§ GOAL
Determine how many lines in the records below contain the string "roof", treating uppercase and lowercase letters as distinct, and state only that number.

(Collected data entries)
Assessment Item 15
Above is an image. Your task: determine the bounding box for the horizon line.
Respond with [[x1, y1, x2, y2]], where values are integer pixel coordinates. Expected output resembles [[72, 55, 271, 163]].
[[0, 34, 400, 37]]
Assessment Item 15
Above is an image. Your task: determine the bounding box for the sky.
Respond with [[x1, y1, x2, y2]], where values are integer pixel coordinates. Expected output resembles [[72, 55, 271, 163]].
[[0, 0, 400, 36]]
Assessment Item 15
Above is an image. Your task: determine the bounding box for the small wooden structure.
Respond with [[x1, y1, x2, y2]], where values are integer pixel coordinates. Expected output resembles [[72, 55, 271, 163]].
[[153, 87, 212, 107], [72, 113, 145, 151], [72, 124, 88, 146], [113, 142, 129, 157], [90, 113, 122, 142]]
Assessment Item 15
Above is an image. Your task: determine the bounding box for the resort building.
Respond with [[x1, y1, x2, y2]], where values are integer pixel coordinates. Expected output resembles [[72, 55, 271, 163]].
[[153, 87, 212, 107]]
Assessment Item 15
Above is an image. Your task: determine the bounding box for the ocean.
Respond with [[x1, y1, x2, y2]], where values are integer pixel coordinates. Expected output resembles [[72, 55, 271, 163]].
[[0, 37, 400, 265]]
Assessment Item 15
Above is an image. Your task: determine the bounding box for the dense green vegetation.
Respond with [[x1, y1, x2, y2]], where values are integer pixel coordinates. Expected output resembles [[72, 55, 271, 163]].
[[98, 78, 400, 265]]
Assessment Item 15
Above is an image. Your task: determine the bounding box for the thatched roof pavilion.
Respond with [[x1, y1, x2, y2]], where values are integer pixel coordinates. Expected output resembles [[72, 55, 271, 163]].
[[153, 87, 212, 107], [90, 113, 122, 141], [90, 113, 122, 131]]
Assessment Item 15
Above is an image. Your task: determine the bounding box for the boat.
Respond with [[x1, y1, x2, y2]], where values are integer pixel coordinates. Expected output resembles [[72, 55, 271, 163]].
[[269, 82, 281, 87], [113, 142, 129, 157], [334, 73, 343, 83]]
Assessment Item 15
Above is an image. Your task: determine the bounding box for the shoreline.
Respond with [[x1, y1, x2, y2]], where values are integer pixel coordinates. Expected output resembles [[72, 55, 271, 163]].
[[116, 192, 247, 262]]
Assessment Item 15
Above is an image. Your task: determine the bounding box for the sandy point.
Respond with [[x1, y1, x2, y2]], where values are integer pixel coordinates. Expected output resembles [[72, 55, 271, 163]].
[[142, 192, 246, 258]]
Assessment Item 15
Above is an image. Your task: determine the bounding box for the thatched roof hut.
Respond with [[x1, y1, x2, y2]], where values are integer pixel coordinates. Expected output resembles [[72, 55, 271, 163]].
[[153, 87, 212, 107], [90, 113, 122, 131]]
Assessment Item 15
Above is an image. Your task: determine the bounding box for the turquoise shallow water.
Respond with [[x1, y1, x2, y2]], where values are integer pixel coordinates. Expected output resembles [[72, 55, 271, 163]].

§ FULL SOLUTION
2